Given data:
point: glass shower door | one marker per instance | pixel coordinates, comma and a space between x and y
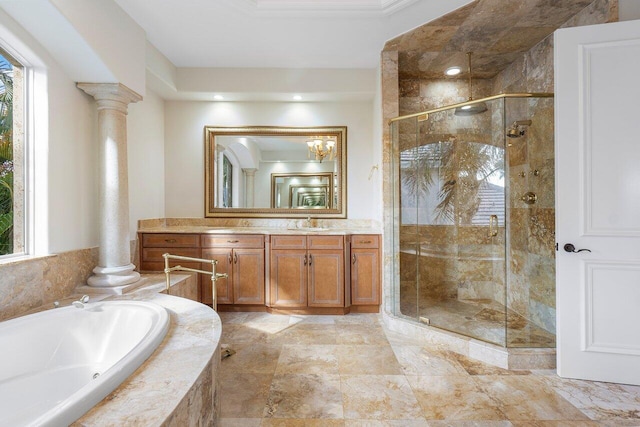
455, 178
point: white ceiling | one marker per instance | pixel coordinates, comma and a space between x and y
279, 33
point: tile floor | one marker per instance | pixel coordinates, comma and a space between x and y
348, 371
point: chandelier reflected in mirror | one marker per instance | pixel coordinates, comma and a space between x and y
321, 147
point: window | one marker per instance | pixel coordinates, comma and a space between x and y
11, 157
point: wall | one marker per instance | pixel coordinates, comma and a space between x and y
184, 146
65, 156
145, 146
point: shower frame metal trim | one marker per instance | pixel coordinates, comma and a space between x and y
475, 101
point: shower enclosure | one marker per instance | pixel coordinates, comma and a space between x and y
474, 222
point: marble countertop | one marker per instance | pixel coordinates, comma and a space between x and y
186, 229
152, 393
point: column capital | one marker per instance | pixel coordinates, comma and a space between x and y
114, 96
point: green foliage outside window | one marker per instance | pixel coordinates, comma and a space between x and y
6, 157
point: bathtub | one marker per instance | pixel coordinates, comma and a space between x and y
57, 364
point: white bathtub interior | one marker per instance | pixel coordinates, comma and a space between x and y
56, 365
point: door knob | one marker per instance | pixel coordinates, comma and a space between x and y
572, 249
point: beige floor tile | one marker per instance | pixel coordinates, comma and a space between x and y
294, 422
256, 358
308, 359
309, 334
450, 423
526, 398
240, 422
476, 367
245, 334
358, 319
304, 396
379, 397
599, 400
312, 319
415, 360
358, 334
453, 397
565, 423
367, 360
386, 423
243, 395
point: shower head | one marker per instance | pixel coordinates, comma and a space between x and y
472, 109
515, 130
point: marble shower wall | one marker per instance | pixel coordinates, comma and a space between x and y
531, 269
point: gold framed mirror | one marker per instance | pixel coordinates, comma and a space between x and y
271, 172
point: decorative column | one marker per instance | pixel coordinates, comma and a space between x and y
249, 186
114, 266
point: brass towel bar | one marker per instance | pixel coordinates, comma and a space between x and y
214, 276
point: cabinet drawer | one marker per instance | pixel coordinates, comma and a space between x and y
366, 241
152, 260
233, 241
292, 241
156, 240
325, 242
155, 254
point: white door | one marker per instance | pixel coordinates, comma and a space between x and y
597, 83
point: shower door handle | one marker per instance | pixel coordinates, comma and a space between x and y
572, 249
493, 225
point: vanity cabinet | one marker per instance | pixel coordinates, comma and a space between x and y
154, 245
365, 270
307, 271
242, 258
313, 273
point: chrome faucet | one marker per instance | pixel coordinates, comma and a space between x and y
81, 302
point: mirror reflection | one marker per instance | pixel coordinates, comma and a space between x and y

Exercise directions: Leaving out the pictures, repeat the data above exactly.

Solution to this problem:
point: glass shower door | one marker per instance | pixel coordinates, comma and a space between x and y
455, 178
point: white ceiling | one marker per instance | pixel coordinates, comma and a space between x and y
279, 33
point: tile floor | one marker per instance | pixel coordinates, comma and a space between x and y
348, 371
point: chandelier reflected in mirror | one marker per instance | pixel coordinates, comma and a space between x and y
321, 147
point: window | one marker per instance | pixel coordinates, comma and a space between x and y
11, 157
point: wall | one marker per instance | pixel coordinates, comma and a space between x and y
184, 146
65, 156
145, 146
point: shower frame metal trim | one marker per instance | pixel coordinates, comma and a space between x and y
475, 101
point: shower enclosure | one marker per instance | pixel coordinates, comma and a space between x and y
474, 222
point: marble countertop | one marker per instance | pixel coordinates, comma and a space between x and y
186, 229
152, 393
point: column capital | one marker per instance | pixel coordinates, comma and a space between x and y
114, 96
point: green foliage outside window | one marker per instance | pixel coordinates, comma and a space between x and y
6, 157
point: bathtub | one marker per instance | pixel coordinates, comma and a space between x and y
57, 364
point: white bathtub interior | one marker per instance | pixel coordinates, comma and a space between x and y
56, 365
point: door knob | one marker per instance | pixel coordinates, comma and a space between x and y
572, 249
point: beige floor tile | one marker per instance | pixel coordinates, comma and a space between x and y
294, 422
256, 358
308, 359
309, 334
450, 423
526, 398
240, 422
476, 367
245, 334
358, 319
304, 396
379, 397
599, 400
312, 319
415, 360
358, 334
453, 397
565, 423
367, 360
386, 423
243, 395
point: shower head | one marker per instance | pixel coordinates, comma and a space between x and y
472, 109
515, 130
point: marble shower wall | one marker per instance | pixel coordinates, comma and a space between x and y
531, 269
point: gold framed mirror | one marker per instance | pixel coordinates, comma and a space between x and y
271, 172
point: decorative column | one marker per instance | pixel coordinates, comma and a space between x and y
249, 186
114, 266
point: brass towel bar | one marker per instance | pixel coordinates, comma and a space between x and y
214, 276
point: cabinet drawer | one marker per instance | pixel coordinates, comma and a space between x and y
366, 241
152, 260
233, 241
292, 241
156, 240
325, 242
155, 254
point: white door | one marker per instance | pixel coordinates, comma and a space between x and y
597, 83
point: shower door handle | one marker per instance | pixel coordinates, comma and a space between x and y
572, 249
493, 225
point: vanity cabinet | one marker per instance | pixel coordinates, comma and a space between x and y
154, 245
365, 270
307, 271
242, 258
313, 273
point: chrome faucet | one marker per instance | pixel coordinates, comma and a space between x and y
81, 302
point: mirror reflection | one marker per instance | pixel coordinates, comma and a space between x and y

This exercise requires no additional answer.